### EXERCISE DESCRIPTION
Scan the records below for the string "white" and return every line where it appears.

### EXTRACTED ENTRIES
== Segment start ==
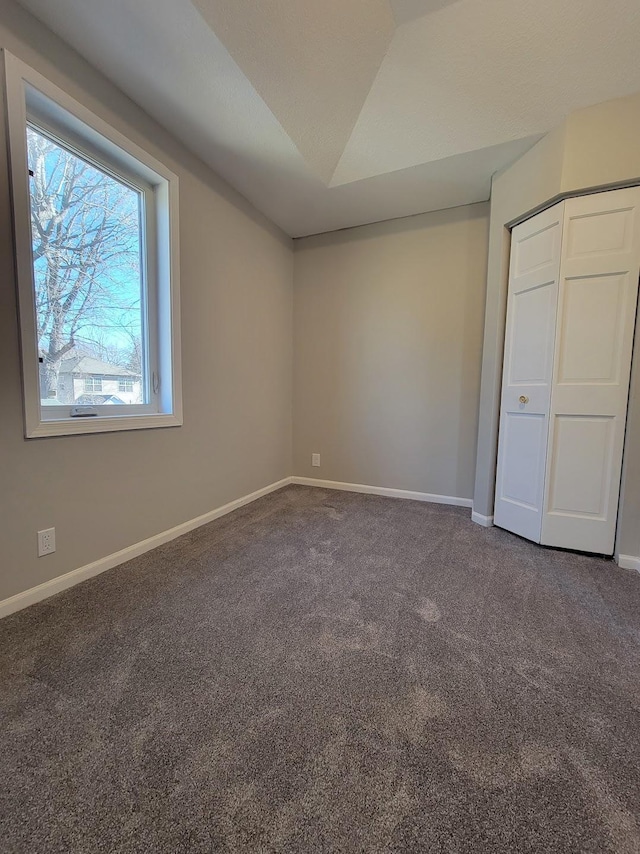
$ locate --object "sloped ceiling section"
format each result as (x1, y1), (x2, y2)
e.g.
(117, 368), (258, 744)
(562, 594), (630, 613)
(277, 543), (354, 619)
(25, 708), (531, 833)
(14, 0), (640, 236)
(333, 0), (640, 186)
(191, 0), (395, 183)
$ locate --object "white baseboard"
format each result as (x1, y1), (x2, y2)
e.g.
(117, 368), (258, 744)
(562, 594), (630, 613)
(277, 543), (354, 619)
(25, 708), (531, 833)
(616, 554), (640, 573)
(0, 477), (292, 620)
(291, 476), (472, 508)
(471, 510), (494, 527)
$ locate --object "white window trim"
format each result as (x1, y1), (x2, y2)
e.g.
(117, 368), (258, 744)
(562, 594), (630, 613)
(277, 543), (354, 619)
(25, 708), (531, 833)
(4, 50), (182, 438)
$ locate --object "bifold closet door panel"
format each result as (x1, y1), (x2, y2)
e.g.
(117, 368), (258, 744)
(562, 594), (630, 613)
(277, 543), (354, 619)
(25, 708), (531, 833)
(541, 188), (640, 554)
(494, 202), (564, 542)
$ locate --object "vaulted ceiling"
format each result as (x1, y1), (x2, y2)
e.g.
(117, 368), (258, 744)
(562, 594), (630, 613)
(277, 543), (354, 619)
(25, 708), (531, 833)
(16, 0), (640, 236)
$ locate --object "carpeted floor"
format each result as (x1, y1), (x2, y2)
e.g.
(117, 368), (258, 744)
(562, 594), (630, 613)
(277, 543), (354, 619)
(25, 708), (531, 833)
(1, 485), (640, 853)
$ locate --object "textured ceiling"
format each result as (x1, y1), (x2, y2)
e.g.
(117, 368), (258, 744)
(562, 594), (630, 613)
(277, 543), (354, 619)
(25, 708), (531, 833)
(334, 0), (640, 186)
(14, 0), (640, 236)
(191, 0), (394, 183)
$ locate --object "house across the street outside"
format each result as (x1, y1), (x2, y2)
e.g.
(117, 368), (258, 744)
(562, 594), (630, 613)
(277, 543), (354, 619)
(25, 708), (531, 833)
(40, 353), (142, 406)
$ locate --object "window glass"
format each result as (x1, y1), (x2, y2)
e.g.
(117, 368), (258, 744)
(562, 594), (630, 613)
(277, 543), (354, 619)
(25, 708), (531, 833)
(27, 125), (146, 408)
(84, 377), (102, 392)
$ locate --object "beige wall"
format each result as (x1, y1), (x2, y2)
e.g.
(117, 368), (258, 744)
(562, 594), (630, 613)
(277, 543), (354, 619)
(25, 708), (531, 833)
(293, 204), (489, 500)
(473, 92), (640, 558)
(0, 0), (293, 602)
(561, 92), (640, 194)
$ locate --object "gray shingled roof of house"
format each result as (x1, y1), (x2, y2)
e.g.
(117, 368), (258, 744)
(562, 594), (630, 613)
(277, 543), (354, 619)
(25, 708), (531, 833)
(58, 355), (139, 378)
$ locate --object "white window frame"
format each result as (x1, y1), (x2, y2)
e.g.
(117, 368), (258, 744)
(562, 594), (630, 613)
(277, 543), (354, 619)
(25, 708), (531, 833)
(4, 51), (182, 437)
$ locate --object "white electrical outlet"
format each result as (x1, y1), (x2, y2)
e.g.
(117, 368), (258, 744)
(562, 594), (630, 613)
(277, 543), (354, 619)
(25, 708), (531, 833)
(312, 453), (321, 467)
(37, 528), (56, 557)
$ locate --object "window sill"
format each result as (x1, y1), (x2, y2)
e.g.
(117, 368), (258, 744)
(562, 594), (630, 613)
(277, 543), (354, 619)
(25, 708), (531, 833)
(26, 412), (182, 438)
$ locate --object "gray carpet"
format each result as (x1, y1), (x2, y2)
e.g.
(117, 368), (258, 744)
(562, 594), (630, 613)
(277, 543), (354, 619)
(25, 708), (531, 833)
(1, 485), (640, 853)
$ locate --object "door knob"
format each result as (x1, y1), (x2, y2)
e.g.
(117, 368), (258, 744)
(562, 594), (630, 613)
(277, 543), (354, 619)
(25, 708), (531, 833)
(519, 395), (529, 404)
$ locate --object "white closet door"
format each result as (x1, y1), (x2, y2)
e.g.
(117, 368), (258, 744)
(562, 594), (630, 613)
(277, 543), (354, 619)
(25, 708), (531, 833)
(494, 202), (564, 542)
(541, 188), (640, 554)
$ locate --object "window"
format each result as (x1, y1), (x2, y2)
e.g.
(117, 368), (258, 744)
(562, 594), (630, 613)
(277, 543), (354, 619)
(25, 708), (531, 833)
(5, 52), (182, 437)
(85, 377), (103, 393)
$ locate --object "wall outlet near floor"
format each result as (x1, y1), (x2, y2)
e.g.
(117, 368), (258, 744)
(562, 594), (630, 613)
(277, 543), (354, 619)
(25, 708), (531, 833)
(312, 453), (321, 467)
(37, 528), (56, 557)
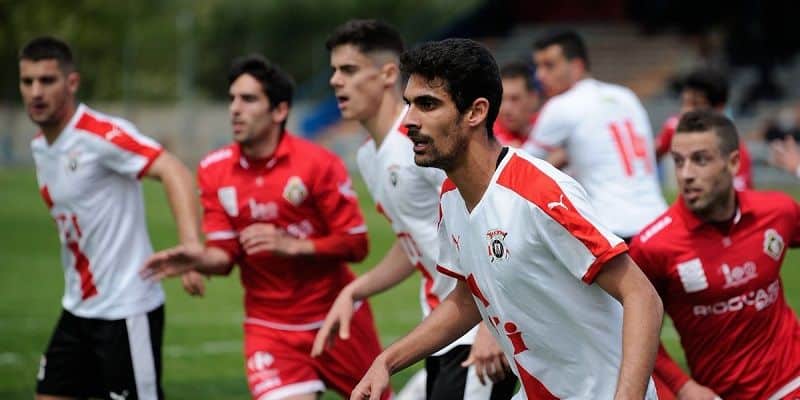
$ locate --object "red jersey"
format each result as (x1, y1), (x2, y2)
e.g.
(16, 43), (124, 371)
== Segment end ==
### RESULT FOR THIS TASK
$ locate --object "white baseboard"
$ locate --object "white window trim"
$ locate --object "white window frame"
$ locate --object "white electrical outlet"
$ locate --object "white closet door"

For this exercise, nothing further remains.